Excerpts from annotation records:
——————————

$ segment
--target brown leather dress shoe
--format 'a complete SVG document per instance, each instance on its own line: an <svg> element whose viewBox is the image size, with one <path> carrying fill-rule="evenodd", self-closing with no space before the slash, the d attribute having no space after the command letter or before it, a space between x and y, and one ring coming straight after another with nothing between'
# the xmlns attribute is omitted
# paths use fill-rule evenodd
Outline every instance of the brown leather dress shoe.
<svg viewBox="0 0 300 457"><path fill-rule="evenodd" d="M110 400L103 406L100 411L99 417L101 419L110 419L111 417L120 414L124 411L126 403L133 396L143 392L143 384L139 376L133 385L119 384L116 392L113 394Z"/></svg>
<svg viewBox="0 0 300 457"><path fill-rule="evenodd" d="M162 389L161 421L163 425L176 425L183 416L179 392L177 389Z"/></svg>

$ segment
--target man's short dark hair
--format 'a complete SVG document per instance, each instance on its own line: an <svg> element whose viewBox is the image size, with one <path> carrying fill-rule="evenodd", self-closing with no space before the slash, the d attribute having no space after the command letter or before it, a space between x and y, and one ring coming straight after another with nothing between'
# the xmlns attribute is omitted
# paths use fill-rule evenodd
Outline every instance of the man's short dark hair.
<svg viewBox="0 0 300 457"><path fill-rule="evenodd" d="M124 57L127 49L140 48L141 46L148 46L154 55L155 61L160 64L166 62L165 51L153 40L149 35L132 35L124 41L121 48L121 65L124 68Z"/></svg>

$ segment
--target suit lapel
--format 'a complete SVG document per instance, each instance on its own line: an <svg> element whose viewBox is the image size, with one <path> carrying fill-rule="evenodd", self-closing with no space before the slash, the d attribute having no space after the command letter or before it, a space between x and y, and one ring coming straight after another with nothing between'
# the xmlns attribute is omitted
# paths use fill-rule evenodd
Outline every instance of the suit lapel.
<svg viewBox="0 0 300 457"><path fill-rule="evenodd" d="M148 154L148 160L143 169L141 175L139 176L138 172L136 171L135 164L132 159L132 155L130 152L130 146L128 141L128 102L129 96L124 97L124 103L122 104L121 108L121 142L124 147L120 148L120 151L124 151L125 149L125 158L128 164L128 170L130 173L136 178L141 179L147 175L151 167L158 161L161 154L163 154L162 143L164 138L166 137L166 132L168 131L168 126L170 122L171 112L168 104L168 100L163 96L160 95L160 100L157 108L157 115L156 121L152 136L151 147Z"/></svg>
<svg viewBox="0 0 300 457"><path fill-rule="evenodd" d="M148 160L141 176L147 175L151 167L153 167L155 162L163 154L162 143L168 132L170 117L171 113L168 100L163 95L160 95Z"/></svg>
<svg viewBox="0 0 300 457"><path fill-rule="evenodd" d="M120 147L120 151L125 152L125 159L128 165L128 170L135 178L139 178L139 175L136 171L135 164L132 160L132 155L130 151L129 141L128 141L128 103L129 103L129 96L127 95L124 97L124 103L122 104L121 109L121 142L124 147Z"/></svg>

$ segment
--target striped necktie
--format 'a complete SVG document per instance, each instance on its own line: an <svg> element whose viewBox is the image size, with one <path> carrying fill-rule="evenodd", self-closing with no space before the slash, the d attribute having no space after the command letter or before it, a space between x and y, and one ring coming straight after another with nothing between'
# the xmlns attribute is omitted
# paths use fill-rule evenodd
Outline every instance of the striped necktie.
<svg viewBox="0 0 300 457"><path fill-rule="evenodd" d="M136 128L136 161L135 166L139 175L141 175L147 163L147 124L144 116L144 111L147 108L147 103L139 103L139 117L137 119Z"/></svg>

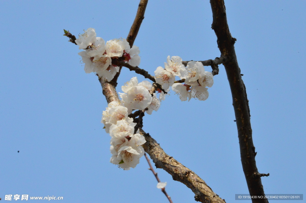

——————————

WHAT YOU NEED TO DO: Return every line of the material above that contains the string "dress". Matching is case-sensitive.

TASK SOLUTION:
--target brown leather dress shoe
Outline every instance of the brown leather dress shoe.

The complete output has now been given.